_Exercise objective_
Could you gather every line in the records below that contains the word "wooden" and copy each one out?

_Task input_
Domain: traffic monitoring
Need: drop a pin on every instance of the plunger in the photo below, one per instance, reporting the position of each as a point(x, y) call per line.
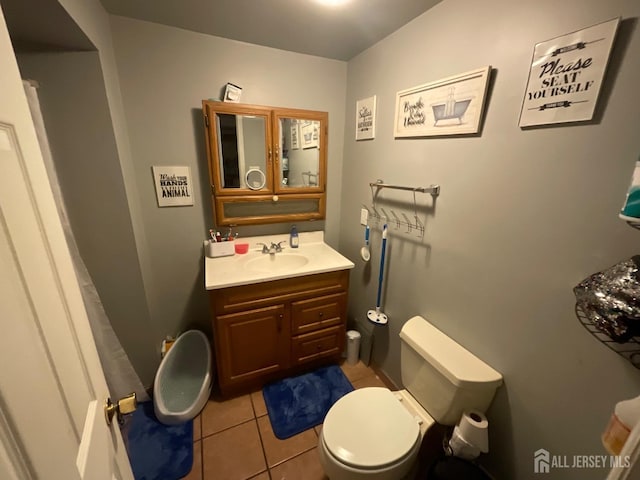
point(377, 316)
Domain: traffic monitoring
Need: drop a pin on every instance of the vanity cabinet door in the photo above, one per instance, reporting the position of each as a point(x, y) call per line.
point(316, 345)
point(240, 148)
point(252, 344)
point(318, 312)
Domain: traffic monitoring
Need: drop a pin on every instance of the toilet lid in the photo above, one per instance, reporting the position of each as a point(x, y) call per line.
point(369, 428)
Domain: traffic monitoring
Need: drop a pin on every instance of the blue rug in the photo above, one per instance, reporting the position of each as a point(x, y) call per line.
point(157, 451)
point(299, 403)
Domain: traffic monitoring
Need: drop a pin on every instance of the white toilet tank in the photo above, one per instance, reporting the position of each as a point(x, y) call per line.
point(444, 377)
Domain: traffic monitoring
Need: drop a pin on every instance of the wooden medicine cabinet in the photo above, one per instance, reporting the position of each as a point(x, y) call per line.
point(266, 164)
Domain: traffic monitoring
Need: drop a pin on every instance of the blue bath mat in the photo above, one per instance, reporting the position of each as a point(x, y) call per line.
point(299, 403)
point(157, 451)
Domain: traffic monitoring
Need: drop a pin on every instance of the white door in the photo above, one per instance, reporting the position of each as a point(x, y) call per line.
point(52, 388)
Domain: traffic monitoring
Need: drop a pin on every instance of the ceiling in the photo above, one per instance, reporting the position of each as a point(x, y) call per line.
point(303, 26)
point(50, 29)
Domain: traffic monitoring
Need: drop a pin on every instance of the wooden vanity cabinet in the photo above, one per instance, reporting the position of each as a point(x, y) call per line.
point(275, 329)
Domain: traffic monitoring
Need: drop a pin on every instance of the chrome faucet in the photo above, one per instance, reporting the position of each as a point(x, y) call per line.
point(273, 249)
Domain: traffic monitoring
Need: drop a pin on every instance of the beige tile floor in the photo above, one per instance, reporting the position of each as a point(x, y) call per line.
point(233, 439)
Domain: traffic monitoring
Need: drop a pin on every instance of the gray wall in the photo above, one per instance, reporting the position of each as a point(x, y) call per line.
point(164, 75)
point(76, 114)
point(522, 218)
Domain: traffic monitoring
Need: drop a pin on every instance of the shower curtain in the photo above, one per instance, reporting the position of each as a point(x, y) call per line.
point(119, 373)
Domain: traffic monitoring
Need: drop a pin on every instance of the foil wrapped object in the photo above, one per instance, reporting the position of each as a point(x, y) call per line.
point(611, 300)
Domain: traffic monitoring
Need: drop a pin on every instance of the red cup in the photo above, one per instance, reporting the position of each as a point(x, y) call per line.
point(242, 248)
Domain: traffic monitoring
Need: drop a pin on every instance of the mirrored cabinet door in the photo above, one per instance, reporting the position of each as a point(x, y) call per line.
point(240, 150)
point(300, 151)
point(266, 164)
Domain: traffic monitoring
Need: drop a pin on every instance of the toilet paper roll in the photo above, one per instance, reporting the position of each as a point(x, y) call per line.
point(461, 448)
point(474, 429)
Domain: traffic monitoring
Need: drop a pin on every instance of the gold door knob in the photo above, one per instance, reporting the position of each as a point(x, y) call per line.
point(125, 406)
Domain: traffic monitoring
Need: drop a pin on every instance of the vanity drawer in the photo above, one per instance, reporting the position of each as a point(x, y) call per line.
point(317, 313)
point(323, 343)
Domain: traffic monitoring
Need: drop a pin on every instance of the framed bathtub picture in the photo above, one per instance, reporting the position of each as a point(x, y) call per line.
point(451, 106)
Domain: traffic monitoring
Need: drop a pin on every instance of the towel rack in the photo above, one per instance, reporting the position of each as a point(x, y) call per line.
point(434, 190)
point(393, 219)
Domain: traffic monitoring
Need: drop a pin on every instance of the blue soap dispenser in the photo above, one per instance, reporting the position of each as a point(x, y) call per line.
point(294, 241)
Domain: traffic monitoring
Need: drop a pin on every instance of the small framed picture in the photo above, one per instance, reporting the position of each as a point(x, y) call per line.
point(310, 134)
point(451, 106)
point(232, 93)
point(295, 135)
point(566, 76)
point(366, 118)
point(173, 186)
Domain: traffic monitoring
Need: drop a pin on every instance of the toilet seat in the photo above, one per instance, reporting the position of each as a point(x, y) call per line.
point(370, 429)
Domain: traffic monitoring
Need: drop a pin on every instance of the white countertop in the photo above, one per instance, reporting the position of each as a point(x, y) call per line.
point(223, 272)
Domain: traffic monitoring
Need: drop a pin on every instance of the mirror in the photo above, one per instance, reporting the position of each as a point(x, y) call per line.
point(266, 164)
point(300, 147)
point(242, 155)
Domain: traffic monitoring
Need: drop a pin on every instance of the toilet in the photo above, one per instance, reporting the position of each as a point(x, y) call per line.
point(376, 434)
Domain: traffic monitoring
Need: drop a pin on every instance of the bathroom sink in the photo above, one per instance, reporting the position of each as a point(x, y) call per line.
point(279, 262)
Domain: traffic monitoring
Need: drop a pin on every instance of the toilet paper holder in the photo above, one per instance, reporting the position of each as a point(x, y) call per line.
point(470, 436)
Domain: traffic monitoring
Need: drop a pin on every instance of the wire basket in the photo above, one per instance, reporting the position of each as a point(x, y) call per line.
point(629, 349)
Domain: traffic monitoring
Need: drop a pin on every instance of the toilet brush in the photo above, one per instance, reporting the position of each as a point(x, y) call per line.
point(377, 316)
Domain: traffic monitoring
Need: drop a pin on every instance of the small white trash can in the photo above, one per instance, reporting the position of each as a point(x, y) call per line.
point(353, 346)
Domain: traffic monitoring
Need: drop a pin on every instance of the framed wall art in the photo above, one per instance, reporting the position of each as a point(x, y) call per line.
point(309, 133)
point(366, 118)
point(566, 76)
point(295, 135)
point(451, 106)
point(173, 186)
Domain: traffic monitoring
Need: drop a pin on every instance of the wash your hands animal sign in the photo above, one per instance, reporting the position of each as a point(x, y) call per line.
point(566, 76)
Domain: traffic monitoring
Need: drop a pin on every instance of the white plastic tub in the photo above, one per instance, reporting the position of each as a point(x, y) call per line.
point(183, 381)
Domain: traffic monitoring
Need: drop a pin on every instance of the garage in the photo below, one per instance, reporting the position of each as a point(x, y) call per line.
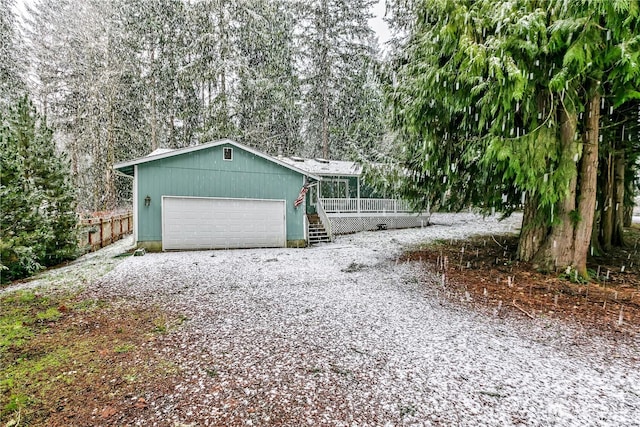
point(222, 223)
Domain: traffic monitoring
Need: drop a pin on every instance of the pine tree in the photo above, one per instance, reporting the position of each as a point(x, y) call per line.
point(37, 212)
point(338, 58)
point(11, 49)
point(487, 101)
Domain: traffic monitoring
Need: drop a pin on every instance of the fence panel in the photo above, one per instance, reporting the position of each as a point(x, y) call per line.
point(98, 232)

_Correct output_
Need: drop a pin on every instance of the wooden medicine cabinet in the photo above, one per instance, reporting the position of each as a point(x, y) call per line.
Need: drop a pin on every instance of the wooden vanity cabinet in the photo above, one per instance, reporting the position of each as a point(x, y) call per line.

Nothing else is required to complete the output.